#### GOAL
Rewrite the lines below, from the line with "q: dormer window" to the line with "top-left (64, 136), bottom-right (92, 165)", as a JSON list of strings with one string per line and blank lines left out.

#### GIVEN INFORMATION

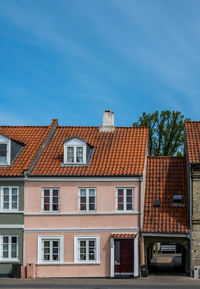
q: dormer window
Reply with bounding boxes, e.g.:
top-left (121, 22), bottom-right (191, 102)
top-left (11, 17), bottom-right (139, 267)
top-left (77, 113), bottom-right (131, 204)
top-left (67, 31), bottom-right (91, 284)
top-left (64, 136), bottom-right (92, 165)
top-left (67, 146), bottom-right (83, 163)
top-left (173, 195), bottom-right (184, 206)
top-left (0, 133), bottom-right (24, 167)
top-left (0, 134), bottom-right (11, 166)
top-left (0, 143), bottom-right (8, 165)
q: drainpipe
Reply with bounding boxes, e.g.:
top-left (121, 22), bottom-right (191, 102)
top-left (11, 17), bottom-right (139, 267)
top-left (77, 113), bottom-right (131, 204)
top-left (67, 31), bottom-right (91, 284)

* * *

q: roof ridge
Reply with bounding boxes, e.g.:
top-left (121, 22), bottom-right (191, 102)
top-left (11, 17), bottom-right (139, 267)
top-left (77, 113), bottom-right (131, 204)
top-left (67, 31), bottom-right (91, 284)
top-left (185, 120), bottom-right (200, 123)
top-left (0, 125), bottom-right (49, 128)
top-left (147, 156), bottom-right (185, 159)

#### OUTPUT FOR THIS TASK
[
  "q: dormer window",
  "Reply with bounding boxes, e.g.:",
  "top-left (121, 22), bottom-right (191, 102)",
  "top-left (11, 17), bottom-right (139, 267)",
  "top-left (77, 113), bottom-right (131, 204)",
  "top-left (67, 31), bottom-right (91, 284)",
  "top-left (64, 136), bottom-right (92, 165)"
]